> **Brief**: Copy the lines below word for word, but leave the picture out of your copy.
####################
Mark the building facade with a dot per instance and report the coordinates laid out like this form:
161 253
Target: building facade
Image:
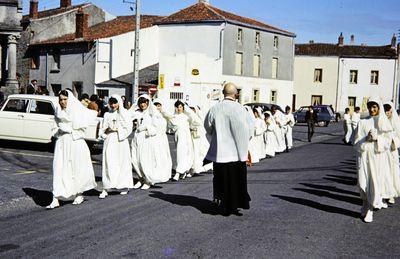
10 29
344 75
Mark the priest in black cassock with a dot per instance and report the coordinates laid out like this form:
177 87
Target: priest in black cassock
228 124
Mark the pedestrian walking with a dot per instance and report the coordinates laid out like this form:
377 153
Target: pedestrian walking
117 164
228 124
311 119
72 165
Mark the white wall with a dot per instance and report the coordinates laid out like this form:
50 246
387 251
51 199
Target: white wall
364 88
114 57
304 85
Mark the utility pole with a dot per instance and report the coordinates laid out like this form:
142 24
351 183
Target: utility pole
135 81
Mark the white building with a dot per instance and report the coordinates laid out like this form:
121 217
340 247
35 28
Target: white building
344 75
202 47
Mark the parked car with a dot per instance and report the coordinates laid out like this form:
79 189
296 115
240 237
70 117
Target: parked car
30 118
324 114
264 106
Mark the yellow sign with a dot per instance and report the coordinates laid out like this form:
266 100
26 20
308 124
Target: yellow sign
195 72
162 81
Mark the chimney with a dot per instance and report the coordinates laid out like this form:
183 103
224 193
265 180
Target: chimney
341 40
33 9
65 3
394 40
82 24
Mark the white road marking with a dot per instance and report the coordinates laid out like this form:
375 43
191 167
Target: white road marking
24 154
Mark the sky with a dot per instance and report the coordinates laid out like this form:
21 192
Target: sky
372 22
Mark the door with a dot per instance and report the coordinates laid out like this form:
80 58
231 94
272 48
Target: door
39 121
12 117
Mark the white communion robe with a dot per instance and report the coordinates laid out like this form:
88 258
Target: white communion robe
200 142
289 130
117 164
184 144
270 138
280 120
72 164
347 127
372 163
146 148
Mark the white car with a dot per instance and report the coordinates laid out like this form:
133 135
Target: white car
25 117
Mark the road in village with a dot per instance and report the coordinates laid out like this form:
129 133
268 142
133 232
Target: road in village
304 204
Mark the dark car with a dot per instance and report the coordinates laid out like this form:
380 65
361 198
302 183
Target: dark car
####################
> **Solution below**:
Mark the building facade with a dot per instance and report the coordinates laid out like this form:
161 253
Target: building facade
Image:
10 29
344 75
Mark the priest in black cassock with a dot per instance and report the coordinates laid out like this form:
177 87
Target: priest in black cassock
228 124
Mark the pedestrian walking with a dot per instance and report the coordinates laid out like this form:
377 153
Target: pedestrian walking
117 164
228 124
311 119
72 165
Mark the white wall with a dot per instance and report the coordinates laid out like this form:
50 246
387 251
51 199
Target: white wall
364 88
114 57
304 85
Mark the utility pole with a dot per instance and report the coordinates laid out like this form:
142 24
351 183
Target: utility pole
135 81
Mark the white building with a dot per instance and report the coordinates laid out like this form:
121 217
340 247
35 28
Target: white building
344 75
202 47
Mark the parked car with a dot per instance and report the coordinates laid out like this form:
79 189
296 115
240 237
70 117
Target: parked car
30 118
324 114
264 106
Mark the yellow sign with a dot per instance and report the coordinates laid out like this form:
266 100
26 20
308 124
Target: yellow sign
195 72
162 81
Mark the chimney with a dot per instance and report the coordinates laid out like this form:
183 103
224 193
265 180
Target: chimney
341 40
33 9
65 3
394 40
82 24
Mark the white road marking with a dot per instance and report the coordinates laid out like this form:
375 43
191 167
Target: white road marking
24 154
Mark the sky with a dot per instance and report the coordinates laid out like this form:
21 192
Target: sky
372 22
Mark the door with a dot per instance and report the coordinates laid out like this form:
80 58
231 94
272 48
Target: door
39 121
12 117
Mark the white communion robe with a dot per instance and report the coordinates laid out like this form:
88 258
Target: white communion robe
200 142
289 130
117 164
184 144
270 138
280 120
72 164
347 127
372 163
146 148
Mark the white car with a dot per instance and report the coordinates laid out like this form:
133 135
Target: white car
25 117
Mark the road in village with a dot per instance and report the coordinates laid out like this form:
129 133
268 142
133 232
Target: road in village
304 204
Mark the dark car with a dot per instance and report the coordinates laid out like this form:
380 65
361 198
302 183
Target: dark car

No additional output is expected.